Wednesday, July 15, 2009

Why I fear Asher Lev

I have written that he writes of revolution. and that is true

but he also writes of redemption, of the giving of the secret to repay the past.

This understanding strikes second, always second, after the clarion trumpets of the revolution have echoed into dusk, into dust. 
It comes after the ties have been broken, the chains shattered, and the very language of the oppressive truth forgotten.
It comes slowly, tasting of guilt first and then a bitter nostalgia.

How this redemption grows- in dreams, in sorrow, in the places where the wounds and wounded have died and forbear to walk again. 

Yet this is what he writes, He writes a resurrection.

The revolution is done.
It was strong and it may have been right but it is no more.

The redemption must come, coiling amidst the thoughts of the rebels, reminding them.
The reminder that spring is not the wealth of the world but summer-summer when the death has come and age has brought beauty again.

 How could they, revolutionaries that they are, ever escape the wealth that they were searching for, the burning strength that drove them away and draws them back so inexorably?

He writes of redemption but there is no mercy. 
This is a restitution, a repaying of wrongs, a righting of what was fallen and in it there is no grace. There is inevitability. 

So the story swells and so it always will for the root is in the ground and must always be so. No matter how the spindling seed may fly, swept away in the wind, that grasping gasping freedom, it must return to earth. It must make peace with the ground and so too these rebels, these revolutionaries, they must return, unwilling perhaps and grudging, but they return to the secret strength of their parents, the solid light that they fought against envelopes them and too their children.

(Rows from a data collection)
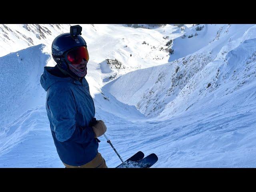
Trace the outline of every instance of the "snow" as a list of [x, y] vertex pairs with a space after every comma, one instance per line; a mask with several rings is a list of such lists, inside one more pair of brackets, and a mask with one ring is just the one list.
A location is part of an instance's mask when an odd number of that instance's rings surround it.
[[[255, 167], [256, 25], [200, 24], [201, 31], [188, 24], [184, 30], [169, 24], [152, 29], [81, 25], [90, 55], [86, 78], [95, 117], [105, 122], [106, 134], [123, 159], [141, 151], [158, 156], [153, 168]], [[70, 26], [4, 26], [0, 25], [0, 167], [64, 167], [40, 77], [44, 66], [55, 65], [52, 40]], [[170, 39], [171, 55], [159, 50]], [[111, 68], [106, 59], [117, 59], [125, 68]], [[105, 138], [99, 139], [108, 166], [120, 164]]]

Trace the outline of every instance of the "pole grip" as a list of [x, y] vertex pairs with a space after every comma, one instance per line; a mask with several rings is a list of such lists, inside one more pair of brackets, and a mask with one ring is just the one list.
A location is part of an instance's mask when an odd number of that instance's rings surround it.
[[108, 137], [107, 137], [107, 136], [106, 136], [106, 135], [105, 134], [103, 134], [103, 135], [104, 136], [104, 137], [105, 137], [105, 138], [106, 138], [106, 140], [107, 140], [107, 141], [109, 141], [109, 139], [108, 138]]

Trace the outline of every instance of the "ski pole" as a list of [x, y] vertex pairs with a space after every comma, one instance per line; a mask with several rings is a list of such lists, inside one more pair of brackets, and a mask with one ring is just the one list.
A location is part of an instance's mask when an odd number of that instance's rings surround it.
[[114, 150], [115, 151], [115, 152], [116, 152], [116, 154], [117, 156], [118, 156], [119, 158], [123, 162], [123, 163], [124, 163], [124, 160], [122, 160], [122, 158], [120, 156], [120, 155], [119, 155], [119, 154], [118, 154], [118, 153], [117, 152], [117, 151], [116, 151], [116, 149], [115, 149], [115, 148], [114, 147], [114, 146], [113, 146], [113, 145], [111, 143], [111, 142], [110, 141], [110, 140], [109, 140], [109, 139], [108, 138], [108, 137], [107, 137], [107, 136], [105, 134], [103, 134], [103, 135], [104, 135], [104, 136], [105, 137], [105, 138], [107, 140], [107, 142], [108, 143], [109, 143], [109, 144], [110, 145], [111, 147], [112, 147], [112, 148], [113, 148], [113, 149], [114, 149]]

▶ _THE TASKS_:
A. Transcribe the Asher Lev post from "I have written" to "is no more.".
B. In the Asher Lev post, what does the redemption taste of first?
C. Write the next part of the Asher Lev post, picking up after its final sentence.

▶ _RESPONSES_:
A.
I have written that he writes of revolution. and that is true

but he also writes of redemption, of the giving of the secret to repay the past.

This understanding strikes second, always second, after the clarion trumpets of the revolution have echoed into dusk, into dust. 
It comes after the ties have been broken, the chains shattered, and the very language of the oppressive truth forgotten.
It comes slowly, tasting of guilt first and then a bitter nostalgia.

How this redemption grows- in dreams, in sorrow, in the places where the wounds and wounded have died and forbear to walk again. 

Yet this is what he writes, He writes a resurrection.

The revolution is done.
It was strong and it may have been right but it is no more.

B. Guilt.

C.
This is the sacrifice,the peace offering, they must make-found in the faces of their children.
Their children who know only of freedom what we have taught them and only of fear what we have feared. 
How then to return to the place we have feared and say- 'freedom'. 
How to turn back on the far place to which we ran and point- 'fear'.

Yet this is what we must do upon our faces and hearts to rewrite the revolution-to be redeemed.

This is retribution, it is restitution that we surrender to truth and in our turn watch our children tear away from it hungry and angry.

For the wrongs we have given such sorrow we receive.

But this is right and fair and as we fall in the glaring truth so greedy for our solitary surrender we learn what it was to be left when we, the hungry and angry, led away the hopes of the old in captivity.

We learn then the truth of a revolution- a point on a circle must always return.

He teaches us this. and leaves us to grow.


1 comment:

Karla Kay said...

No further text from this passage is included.